> WHAT YOU WILL DO
1. Reproduce word for word the part of the R HTML-parsing thread between "library(dplyr)" and "head(fnames)", inclusive.
2. Extend the R HTML-parsing thread, starting after its last line.

> TEXT
● ● ●

Parse HTML data using R - html

I have a html data set as below, which I want to parse and convert into a tabular format which I can use .
<!DOCTYPE html>
<html>
<head>
<title>Page Title</title>
</head>
<body>
<div class="brewery" id="brewery">
<ul class="vcard simple">
<li class="name"> Bradley Farm / RB Brew, LLC</li>
<li class="address">317 Springtown Rd </li>
<li class="address_2">New Paltz, NY 12561-3020 | <a href='http://www.google.com/maps/place/317 Springtown Rd++New Paltz+NY+United States' target='_blank'>Map</a> </li>
<li class="telephone">Phone: (845) 255-8769</li>
<li class="brewery_type">Type: Micro</li>
<li class="url">www.raybradleyfarm.com </li>
</ul>
<ul class="vcard simple col2"></ul>
</div>
<div class="brewery">
<ul class="vcard simple">
<li class="name">(405) Brewing Co</li>
<li class="address">1716 Topeka St </li>
<li class="address_2">Norman, OK 73069-8224 | <a href='http://www.google.com/maps/place/1716 Topeka St++Norman+OK+United States' target='_blank'>Map</a> </li>
<li class="telephone">Phone: (405) 816-0490</li>
<li class="brewery_type">Type: Micro</li>
<li class="url">www.405brewing.com </li>
</ul>
<ul class="vcard simple col2"></ul>
</div>
</body>
Below is the code which I have used. The issue I am facing is it converts into text file using Rvest but cant seem to make it of any useful format.
library(dplyr)
library(rvest)
url<-html("beer.html")
selector_name<-".brewery"
fnames<-html_nodes(x = url, css = selector_name) %>%
html_text()
head(fnames)
fnames
Would this be a correct approach or should I be doing it using some other package to go through each div and the inner elements.
The out put I would like to see it is
No. Name Address Type Website
Thank You.

library(rvest)

● ● ●

> ITEMS
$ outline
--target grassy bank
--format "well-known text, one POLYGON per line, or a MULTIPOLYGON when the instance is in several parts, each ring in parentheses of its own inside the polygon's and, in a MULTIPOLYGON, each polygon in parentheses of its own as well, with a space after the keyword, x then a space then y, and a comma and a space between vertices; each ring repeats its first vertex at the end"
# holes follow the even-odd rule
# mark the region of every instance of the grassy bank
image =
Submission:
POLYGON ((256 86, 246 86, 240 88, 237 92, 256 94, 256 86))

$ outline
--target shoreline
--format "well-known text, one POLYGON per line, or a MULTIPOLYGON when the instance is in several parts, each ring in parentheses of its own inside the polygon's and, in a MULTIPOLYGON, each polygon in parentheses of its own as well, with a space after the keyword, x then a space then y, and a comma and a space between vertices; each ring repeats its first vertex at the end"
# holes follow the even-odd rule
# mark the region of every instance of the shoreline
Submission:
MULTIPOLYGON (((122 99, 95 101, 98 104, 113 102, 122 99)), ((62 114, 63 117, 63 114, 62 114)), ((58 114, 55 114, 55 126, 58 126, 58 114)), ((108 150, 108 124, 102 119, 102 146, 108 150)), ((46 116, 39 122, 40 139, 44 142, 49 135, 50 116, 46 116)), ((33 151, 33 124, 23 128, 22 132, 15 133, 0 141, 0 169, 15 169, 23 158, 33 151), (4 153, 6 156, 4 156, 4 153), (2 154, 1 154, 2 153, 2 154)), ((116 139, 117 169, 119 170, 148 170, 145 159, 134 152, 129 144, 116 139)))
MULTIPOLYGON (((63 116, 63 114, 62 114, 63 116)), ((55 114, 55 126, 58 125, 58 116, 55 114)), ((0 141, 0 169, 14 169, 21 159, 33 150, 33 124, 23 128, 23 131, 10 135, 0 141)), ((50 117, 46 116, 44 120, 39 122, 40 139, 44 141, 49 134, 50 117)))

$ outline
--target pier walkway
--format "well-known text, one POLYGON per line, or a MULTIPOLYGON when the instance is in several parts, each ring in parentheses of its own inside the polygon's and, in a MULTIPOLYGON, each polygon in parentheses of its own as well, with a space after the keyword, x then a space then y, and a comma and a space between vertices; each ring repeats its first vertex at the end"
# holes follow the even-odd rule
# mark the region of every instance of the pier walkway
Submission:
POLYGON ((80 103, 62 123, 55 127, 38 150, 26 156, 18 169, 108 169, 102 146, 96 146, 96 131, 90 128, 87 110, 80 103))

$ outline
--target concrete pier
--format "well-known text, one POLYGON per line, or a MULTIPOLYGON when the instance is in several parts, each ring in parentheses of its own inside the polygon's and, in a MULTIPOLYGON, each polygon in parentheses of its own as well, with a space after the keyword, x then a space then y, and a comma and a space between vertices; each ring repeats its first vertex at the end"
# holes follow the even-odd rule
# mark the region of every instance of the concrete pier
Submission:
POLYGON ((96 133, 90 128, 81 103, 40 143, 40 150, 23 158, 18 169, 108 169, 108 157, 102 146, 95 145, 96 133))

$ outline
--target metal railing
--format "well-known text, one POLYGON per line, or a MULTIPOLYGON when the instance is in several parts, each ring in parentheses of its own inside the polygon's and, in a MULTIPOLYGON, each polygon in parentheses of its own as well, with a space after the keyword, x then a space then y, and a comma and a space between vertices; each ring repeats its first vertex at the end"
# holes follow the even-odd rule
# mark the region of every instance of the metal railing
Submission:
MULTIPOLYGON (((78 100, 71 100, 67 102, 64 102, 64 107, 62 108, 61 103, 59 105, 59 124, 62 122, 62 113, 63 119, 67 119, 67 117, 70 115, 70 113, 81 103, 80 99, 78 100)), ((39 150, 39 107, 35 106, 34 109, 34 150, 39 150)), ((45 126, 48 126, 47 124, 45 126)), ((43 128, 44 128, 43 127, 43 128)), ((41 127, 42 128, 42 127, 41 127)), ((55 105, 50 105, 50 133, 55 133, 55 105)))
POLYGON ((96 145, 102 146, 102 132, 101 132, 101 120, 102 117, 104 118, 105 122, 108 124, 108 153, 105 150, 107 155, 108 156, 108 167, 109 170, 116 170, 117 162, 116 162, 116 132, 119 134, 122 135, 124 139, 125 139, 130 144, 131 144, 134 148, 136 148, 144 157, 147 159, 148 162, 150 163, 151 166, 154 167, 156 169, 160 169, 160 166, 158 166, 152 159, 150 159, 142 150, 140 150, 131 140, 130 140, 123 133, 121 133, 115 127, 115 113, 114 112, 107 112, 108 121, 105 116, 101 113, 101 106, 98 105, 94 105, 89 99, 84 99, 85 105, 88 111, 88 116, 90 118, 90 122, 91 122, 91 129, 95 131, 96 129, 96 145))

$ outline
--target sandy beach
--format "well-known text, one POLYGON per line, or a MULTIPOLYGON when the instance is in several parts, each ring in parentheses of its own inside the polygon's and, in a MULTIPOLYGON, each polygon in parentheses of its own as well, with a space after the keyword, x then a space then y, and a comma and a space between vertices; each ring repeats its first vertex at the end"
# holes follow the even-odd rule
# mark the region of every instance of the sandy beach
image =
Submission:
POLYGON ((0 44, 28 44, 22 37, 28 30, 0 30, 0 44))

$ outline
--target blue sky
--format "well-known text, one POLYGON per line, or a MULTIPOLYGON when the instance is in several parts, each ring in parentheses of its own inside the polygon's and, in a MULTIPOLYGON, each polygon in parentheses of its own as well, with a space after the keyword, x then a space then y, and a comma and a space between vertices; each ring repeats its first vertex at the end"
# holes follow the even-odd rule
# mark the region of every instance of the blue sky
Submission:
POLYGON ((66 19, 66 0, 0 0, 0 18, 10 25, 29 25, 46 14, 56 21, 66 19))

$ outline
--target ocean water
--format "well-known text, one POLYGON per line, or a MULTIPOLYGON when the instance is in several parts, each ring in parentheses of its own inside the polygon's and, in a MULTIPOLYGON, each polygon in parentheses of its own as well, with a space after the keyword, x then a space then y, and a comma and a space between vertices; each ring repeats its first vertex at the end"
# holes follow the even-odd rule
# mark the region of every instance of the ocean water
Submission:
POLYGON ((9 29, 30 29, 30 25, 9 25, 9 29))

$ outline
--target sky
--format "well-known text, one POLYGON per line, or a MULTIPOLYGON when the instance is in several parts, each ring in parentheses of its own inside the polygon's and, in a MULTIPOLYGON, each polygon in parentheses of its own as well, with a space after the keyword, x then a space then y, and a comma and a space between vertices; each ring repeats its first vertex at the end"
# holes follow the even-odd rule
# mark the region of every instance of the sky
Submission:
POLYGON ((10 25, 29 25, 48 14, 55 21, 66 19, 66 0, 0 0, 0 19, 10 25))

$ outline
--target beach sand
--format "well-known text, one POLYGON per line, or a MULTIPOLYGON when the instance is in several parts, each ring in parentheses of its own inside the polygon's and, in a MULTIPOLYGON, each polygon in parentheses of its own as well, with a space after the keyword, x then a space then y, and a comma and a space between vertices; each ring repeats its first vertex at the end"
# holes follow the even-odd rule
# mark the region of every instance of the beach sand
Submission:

● ● ●

> TASK RESULTS
1.
library(dplyr)
library(rvest)
url<-html("beer.html")
selector_name<-".brewery"
fnames<-html_nodes(x = url, css = selector_name) %>%
html_text()
head(fnames)

2.
library(dplyr)
html_file <- '<!DOCTYPE html>
<html>
<head>
<title>Page Title</title>
</head>
<body>
<div class="brewery" id="brewery">
<ul class="vcard simple">
<li class="name"> Bradley Farm / RB Brew, LLC</li>
<li class="address">317 Springtown Rd </li>
<li class="address_2">New Paltz, NY 12561-3020 | Map </li>
<li class="telephone">Phone: (845) 255-8769</li>
<li class="brewery_type">Type: Micro</li>
<li class="url">www.raybradleyfarm.com </li>
</ul>
<ul class="vcard simple col2"></ul>
</div>
<div class="brewery">
<ul class="vcard simple">
<li class="name">(405) Brewing Co</li>
<li class="address">1716 Topeka St </li>
<li class="address_2">Norman, OK 73069-8224 | Map </li>
<li class="telephone">Phone: (405) 816-0490</li>
<li class="brewery_type">Type: Micro</li>
<li class="url">www.405brewing.com </li>
</ul>
<ul class="vcard simple col2"></ul>
</div>
</body>'
page <- read_html(html_file)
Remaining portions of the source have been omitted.